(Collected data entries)
+ + + + + + +

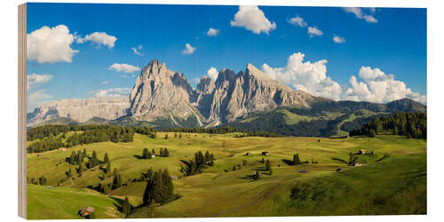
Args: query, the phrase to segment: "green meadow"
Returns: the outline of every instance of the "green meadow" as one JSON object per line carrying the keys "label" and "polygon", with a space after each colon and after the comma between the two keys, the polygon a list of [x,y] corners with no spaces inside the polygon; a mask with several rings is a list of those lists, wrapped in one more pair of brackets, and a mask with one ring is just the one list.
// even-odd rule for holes
{"label": "green meadow", "polygon": [[[155,139],[136,134],[129,143],[101,142],[41,154],[28,154],[28,177],[44,176],[46,186],[28,186],[28,218],[80,218],[82,208],[96,208],[96,218],[124,218],[119,211],[127,196],[130,218],[375,215],[426,213],[426,140],[394,135],[345,139],[236,137],[231,134],[158,132]],[[178,135],[179,133],[177,133]],[[238,135],[238,134],[237,134]],[[142,150],[168,148],[170,157],[141,159]],[[125,186],[103,194],[88,188],[111,183],[98,166],[78,176],[65,159],[72,151],[107,153]],[[357,155],[362,166],[334,160]],[[210,151],[216,161],[202,173],[181,177],[180,160]],[[264,151],[268,155],[262,155]],[[373,155],[369,155],[374,151]],[[250,155],[245,155],[247,152]],[[291,165],[293,155],[310,163]],[[273,174],[264,170],[269,160]],[[242,164],[246,161],[246,164]],[[241,169],[232,170],[234,165]],[[66,171],[71,167],[72,178]],[[167,169],[179,198],[155,207],[141,206],[146,182],[133,182],[147,169]],[[341,170],[337,171],[338,169]],[[300,173],[299,170],[308,170]],[[250,178],[256,170],[259,179]]]}

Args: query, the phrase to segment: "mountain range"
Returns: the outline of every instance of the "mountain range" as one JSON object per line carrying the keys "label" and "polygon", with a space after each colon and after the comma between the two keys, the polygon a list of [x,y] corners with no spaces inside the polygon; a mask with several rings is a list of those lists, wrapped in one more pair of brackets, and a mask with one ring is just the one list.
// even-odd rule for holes
{"label": "mountain range", "polygon": [[425,106],[408,99],[377,104],[315,97],[292,90],[251,64],[238,73],[224,68],[215,82],[203,75],[193,89],[183,74],[151,60],[136,79],[129,99],[46,102],[28,114],[28,126],[48,123],[233,126],[284,135],[332,136],[345,134],[372,117],[425,110]]}

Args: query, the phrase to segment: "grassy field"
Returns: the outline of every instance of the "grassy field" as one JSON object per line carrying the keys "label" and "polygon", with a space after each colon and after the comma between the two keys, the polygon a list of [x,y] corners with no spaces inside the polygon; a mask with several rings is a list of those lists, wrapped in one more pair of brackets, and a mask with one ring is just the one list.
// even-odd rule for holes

+ + + + + + +

▸ **Direction**:
From the data above, keep only the lines that contain the string "phrase" and copy each of them out.

▸ **Complete answer**:
Args: query, the phrase to segment: "green meadow"
Args: query, the phrase to segment: "mountain range"
Args: query, the phrase to segment: "grassy field"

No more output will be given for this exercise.